GIVEN REQUEST: Please extract, word for word, everything in the records from the first line down to the line that contains "M568 337L524 354L473", including both of those lines.

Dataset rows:
§

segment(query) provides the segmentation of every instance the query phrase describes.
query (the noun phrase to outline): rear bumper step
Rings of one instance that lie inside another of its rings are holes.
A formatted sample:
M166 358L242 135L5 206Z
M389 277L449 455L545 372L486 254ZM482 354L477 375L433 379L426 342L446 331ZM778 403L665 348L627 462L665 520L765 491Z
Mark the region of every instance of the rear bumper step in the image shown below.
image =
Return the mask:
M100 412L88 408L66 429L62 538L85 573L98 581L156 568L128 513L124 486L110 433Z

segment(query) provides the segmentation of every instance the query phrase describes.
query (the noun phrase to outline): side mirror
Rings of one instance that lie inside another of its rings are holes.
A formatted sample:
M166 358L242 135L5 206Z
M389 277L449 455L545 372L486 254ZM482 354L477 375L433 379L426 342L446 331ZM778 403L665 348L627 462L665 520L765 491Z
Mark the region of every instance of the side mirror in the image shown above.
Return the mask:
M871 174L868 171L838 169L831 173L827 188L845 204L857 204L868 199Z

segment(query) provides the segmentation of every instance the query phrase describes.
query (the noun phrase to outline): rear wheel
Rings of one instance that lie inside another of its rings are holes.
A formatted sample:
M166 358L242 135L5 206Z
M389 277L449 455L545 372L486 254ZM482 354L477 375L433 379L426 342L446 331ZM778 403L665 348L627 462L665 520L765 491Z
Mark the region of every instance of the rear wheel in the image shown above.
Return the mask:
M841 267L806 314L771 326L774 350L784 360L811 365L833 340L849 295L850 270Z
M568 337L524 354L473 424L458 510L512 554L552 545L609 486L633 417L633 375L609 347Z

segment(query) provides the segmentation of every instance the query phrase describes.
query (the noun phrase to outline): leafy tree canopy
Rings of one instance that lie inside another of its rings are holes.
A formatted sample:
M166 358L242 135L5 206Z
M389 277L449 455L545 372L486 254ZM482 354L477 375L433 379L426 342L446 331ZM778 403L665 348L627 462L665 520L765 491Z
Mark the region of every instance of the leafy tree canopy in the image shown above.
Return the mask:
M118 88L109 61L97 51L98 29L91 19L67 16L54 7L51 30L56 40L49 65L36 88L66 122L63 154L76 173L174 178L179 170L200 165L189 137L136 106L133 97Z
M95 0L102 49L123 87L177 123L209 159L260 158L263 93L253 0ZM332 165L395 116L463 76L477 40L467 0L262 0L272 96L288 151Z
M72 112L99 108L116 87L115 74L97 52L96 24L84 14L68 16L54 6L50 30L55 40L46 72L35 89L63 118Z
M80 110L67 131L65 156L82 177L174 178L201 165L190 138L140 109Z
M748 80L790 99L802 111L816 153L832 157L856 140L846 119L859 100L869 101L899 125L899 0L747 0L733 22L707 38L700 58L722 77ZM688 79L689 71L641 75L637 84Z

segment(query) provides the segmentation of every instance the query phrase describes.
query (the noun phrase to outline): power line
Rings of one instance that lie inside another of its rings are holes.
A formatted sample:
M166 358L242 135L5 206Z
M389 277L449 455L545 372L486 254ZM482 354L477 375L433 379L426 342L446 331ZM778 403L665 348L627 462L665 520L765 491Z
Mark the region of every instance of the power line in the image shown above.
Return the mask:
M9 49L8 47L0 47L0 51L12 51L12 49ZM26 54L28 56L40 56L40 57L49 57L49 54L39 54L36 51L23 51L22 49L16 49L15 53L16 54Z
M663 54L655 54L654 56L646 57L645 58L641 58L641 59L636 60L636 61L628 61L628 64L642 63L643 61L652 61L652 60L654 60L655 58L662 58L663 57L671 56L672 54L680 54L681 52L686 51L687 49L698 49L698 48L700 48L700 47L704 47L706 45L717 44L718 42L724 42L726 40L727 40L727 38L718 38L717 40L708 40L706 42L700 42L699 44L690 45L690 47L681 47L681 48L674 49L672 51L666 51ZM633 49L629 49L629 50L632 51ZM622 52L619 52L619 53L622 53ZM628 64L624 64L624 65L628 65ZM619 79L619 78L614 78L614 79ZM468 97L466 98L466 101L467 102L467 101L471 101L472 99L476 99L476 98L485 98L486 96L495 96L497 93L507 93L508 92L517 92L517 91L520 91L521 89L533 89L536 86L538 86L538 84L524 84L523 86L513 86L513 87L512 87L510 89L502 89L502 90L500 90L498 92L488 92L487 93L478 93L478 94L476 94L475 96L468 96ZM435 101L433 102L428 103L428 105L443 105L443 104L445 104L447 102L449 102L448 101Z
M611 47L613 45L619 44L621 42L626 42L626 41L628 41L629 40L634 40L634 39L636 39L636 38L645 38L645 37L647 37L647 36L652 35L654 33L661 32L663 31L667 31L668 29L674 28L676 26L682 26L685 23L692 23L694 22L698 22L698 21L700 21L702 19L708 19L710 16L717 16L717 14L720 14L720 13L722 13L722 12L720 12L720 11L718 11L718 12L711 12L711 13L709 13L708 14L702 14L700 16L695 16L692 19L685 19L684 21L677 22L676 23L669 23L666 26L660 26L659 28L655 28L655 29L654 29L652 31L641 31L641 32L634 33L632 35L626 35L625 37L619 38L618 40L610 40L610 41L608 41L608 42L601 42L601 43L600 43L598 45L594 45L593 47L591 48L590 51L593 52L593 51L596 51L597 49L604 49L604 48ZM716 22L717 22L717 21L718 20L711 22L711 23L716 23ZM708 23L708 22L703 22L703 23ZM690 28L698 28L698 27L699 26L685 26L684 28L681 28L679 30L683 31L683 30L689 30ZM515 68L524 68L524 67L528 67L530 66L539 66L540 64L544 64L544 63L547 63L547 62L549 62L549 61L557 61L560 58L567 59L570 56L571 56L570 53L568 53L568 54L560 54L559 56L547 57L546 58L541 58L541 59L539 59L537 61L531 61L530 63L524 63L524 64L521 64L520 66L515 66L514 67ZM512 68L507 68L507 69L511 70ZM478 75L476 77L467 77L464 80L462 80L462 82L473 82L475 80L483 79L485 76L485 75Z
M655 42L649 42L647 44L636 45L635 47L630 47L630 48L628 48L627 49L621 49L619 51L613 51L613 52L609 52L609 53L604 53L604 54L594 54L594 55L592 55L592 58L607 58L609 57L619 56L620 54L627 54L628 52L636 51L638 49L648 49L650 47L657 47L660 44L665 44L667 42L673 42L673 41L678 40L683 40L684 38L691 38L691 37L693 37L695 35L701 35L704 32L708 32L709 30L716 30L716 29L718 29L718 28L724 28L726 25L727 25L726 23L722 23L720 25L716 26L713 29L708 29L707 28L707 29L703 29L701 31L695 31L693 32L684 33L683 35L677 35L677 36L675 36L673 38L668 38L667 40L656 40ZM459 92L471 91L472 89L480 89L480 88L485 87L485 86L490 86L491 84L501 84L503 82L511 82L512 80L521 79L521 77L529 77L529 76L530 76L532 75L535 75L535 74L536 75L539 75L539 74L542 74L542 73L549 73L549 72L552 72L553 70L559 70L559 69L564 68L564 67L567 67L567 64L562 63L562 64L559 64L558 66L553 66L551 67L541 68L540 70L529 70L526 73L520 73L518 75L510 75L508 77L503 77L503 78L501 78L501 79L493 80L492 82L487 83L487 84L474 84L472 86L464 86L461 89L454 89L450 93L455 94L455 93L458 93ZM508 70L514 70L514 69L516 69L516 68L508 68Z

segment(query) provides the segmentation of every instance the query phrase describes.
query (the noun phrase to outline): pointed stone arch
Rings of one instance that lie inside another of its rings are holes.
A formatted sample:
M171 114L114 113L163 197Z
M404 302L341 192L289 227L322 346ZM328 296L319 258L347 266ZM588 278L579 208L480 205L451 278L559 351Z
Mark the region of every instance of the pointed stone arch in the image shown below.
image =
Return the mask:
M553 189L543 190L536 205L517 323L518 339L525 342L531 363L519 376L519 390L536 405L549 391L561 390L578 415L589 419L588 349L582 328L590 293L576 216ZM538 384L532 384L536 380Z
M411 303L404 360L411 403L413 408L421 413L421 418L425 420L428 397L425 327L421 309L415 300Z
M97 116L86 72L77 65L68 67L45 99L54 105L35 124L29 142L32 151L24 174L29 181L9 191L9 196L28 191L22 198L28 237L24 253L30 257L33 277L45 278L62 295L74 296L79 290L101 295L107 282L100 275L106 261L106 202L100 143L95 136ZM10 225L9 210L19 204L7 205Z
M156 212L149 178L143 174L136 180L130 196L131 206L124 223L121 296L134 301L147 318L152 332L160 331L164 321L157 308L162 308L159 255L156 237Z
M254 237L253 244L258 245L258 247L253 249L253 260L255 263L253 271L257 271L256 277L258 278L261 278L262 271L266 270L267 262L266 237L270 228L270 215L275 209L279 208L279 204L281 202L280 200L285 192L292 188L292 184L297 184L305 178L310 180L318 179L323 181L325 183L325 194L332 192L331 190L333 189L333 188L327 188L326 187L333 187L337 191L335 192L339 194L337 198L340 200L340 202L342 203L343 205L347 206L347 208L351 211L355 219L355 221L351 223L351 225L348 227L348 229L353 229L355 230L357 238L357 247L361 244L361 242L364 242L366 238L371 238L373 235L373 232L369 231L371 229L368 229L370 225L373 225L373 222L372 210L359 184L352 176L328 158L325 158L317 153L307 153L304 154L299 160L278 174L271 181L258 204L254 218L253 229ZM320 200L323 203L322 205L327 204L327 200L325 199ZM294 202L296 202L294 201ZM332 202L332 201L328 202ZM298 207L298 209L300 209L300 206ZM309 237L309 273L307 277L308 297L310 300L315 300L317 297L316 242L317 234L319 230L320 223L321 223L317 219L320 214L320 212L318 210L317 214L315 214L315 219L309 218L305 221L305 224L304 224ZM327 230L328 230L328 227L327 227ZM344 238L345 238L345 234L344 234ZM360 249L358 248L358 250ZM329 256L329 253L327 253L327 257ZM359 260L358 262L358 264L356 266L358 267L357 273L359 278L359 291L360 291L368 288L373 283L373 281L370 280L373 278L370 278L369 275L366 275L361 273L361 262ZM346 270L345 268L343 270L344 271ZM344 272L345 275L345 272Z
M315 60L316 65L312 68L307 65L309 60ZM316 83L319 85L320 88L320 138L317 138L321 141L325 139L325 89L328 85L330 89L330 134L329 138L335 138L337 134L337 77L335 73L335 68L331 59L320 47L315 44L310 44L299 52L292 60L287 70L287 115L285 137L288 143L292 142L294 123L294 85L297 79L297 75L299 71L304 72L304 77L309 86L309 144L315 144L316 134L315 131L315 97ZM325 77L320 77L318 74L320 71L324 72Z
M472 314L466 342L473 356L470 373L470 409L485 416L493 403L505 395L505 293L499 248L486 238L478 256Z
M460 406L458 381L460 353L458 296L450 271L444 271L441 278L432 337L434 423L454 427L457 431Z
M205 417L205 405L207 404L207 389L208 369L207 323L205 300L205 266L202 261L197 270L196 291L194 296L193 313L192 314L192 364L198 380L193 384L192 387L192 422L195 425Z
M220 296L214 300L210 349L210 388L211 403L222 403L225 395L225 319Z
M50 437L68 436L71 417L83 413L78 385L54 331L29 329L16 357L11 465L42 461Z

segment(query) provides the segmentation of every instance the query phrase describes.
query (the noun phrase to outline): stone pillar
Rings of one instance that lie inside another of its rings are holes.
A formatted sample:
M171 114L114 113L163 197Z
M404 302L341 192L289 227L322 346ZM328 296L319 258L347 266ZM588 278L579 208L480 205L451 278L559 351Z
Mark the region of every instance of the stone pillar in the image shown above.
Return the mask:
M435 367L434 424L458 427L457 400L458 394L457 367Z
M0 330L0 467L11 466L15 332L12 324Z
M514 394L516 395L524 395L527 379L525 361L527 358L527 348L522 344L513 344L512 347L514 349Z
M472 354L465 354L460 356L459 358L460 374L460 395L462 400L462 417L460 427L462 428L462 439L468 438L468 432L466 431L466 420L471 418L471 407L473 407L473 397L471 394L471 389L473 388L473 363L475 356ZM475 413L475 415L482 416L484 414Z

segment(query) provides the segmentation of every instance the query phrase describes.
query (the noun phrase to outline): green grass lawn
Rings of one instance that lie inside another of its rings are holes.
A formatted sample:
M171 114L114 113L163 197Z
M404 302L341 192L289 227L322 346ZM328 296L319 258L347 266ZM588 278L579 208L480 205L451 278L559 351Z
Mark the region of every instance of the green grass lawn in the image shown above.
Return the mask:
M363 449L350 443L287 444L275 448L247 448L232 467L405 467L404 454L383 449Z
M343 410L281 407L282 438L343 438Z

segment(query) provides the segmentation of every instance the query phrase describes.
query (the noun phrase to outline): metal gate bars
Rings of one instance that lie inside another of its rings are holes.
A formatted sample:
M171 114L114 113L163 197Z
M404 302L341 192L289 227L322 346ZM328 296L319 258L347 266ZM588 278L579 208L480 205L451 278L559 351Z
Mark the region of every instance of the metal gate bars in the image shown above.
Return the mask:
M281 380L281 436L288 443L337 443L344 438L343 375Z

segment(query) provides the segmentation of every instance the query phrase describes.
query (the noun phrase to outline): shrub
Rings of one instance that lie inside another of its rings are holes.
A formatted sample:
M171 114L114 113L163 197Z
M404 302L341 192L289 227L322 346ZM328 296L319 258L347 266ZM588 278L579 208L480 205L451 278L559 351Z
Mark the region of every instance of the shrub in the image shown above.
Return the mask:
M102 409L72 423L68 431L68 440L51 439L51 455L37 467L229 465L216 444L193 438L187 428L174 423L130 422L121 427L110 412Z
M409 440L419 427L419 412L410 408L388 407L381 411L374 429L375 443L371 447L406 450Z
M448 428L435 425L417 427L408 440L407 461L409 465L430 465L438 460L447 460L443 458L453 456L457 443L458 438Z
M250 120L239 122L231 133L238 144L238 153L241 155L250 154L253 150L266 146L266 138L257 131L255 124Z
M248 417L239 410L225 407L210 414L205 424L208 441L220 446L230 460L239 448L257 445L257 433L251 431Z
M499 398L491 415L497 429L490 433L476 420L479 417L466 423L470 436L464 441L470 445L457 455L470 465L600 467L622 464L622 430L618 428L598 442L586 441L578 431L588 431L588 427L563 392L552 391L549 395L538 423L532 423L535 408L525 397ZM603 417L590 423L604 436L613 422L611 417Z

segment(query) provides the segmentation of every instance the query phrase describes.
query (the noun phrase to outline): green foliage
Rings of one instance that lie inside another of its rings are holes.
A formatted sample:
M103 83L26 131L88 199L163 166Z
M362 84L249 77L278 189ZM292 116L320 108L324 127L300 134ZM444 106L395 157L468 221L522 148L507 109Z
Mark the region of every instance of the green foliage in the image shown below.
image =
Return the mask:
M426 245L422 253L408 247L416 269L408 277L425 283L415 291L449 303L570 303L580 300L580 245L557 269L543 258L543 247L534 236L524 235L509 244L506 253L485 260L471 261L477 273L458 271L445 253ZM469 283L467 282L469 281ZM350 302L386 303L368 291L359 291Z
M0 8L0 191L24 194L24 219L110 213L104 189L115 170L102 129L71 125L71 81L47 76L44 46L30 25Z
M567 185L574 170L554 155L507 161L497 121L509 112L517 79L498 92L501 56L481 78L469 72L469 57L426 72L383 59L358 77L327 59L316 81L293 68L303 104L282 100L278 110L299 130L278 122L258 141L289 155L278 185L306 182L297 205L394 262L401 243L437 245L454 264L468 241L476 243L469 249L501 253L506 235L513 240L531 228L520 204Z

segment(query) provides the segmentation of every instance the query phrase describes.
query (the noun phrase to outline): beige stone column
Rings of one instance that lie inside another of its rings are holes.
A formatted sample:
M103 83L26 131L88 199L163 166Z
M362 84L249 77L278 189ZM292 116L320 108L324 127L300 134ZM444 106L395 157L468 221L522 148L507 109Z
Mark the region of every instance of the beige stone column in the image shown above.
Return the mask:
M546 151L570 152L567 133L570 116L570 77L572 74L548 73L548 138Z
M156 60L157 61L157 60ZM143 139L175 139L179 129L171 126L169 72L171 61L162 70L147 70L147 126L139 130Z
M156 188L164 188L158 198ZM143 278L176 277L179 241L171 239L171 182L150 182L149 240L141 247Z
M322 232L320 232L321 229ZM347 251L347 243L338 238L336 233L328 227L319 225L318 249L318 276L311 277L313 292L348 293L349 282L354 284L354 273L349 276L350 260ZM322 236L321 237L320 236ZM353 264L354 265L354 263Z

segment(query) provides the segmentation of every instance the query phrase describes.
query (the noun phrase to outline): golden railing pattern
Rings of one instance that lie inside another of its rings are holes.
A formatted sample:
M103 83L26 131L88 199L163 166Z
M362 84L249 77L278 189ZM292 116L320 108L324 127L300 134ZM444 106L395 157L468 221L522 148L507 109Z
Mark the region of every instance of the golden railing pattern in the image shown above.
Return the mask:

§

TASK ANSWER:
segment(query) provides the segmentation of every instance the query phrase describes.
query (the noun phrase to outline): rear bumper step
Rings of one instance that lie inside another of its rings are holes.
A formatted sample:
M166 358L242 135L5 206Z
M389 277L449 455L545 372L486 254ZM482 354L477 375L433 379L426 342L446 331ZM778 403L665 348L627 462L665 520L765 491Z
Mark the region of every instance of the rear bumper step in the image shown below.
image =
Return the mask:
M100 412L88 408L66 429L62 538L85 573L98 581L156 568L128 513L124 486L110 433Z

segment(query) provides the segmentation of every instance the query phrase describes.
query (the noun phrase to outline): side mirror
Rings of one instance that lie inside another of its rings are holes.
A formatted sample:
M166 358L242 135L5 206Z
M389 277L449 455L545 372L486 254ZM482 354L477 375L433 379L426 342L446 331ZM778 403L665 348L627 462L665 520L765 491Z
Mark the region of every instance of the side mirror in the image shown above.
Return the mask:
M871 174L868 171L838 169L831 173L827 188L845 204L857 204L868 199Z

segment(query) provides the segmentation of every instance the query phrase describes.
query (the noun phrase to outline): rear wheel
Rings of one instance that lie inside another of its rings are holes.
A formatted sample:
M166 358L242 135L5 206Z
M389 277L449 455L545 372L486 254ZM482 354L477 375L433 379L426 342L446 331ZM778 403L665 348L627 462L665 520L765 491Z
Mark the region of every instance of the rear wheel in the image shown above.
Return the mask:
M841 267L806 314L771 326L774 350L784 360L811 365L833 340L849 295L850 270Z
M568 337L524 354L473 424L458 510L512 554L552 545L609 486L633 417L633 375L609 347Z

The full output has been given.